● Request
Please reproduce word for word the part of the article below about Oregon's first newspaper that begins at the words "By Finn J.D." and ends after "out by hand.".

---- Page extract

Oregon's first newspaper, the “Flumgudgeon Gazette,” was written out longhand
Most people think the first paper was the Oregon Spectator, but an irascible local political gadfly named Charles Edward “Philosopher” Pickett (writing as “The Curltail Coon”) stole a march on the bigger paper using only a pen and ink
The letterpress used to print Oregon's first printed
newspaper, the Oregon Spectator, is on display at
the University of Oregon's Allen Hall, home of the
School of Journalism and Communication there.
This press was actually shipped "around the horn" to
Oregon in 1846 -- almost a year after Edward Pickett
created Oregon's first newspaper, writing every copy
out longhand. (Photo by Curt M. Thomas)
By Finn J.D. John — July 5, 2010
Oregon’s first printing press started operations in February 1846, producing a paper called the Oregon Spectator out of Oregon City. But what most history buffs don’t realize is, the Spectator wasn’t the state’s first newspaper.
That honor goes to a tiny, satirical publication called The Flumgudgeon Gazette and Bumble Bee Budget, also from Oregon City, which came out the previous year — with every copy written out by hand.
Limited edition, for real
The Chicago Tribune, as you probably know, is affectionately known as “The Trib.” It would be nice to think of the Flumgudgeon Gazette being affectionately dubbed “The Gudge.” Unfortunately, we can only speculate about that.
In any event, The Flumgudgeon Gazette was a tri-weekly paper, and it only put out a dozen or so editions — just enough to get through the session of the Oregon Territorial Legislature. And as you can imagine, the press run wasn’t much to shout about either — the amount of time required to write an entire newspaper out longhand, three times a week, kept the number of copies down in the low two-digit range.
Huston writes that this little periodical, its slapstick name and tiny press run notwithstanding, was taken very seriously and kept the lawmakers on their toes. It also had a strongly satirical bent — its subtitle was “A newspaper of the Salamagundi Order, devoted to scratching and stinging the follies of the times.”

--------
---- Material supplied

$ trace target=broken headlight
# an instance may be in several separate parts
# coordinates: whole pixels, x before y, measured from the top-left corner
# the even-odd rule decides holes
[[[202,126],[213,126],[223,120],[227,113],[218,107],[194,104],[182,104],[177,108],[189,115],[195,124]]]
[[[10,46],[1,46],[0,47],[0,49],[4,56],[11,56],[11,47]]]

--------

● Correct output
By Finn J.D. John — July 5, 2010
Oregon’s first printing press started operations in February 1846, producing a paper called the Oregon Spectator out of Oregon City. But what most history buffs don’t realize is, the Spectator wasn’t the state’s first newspaper.
That honor goes to a tiny, satirical publication called The Flumgudgeon Gazette and Bumble Bee Budget, also from Oregon City, which came out the previous year — with every copy written out by hand.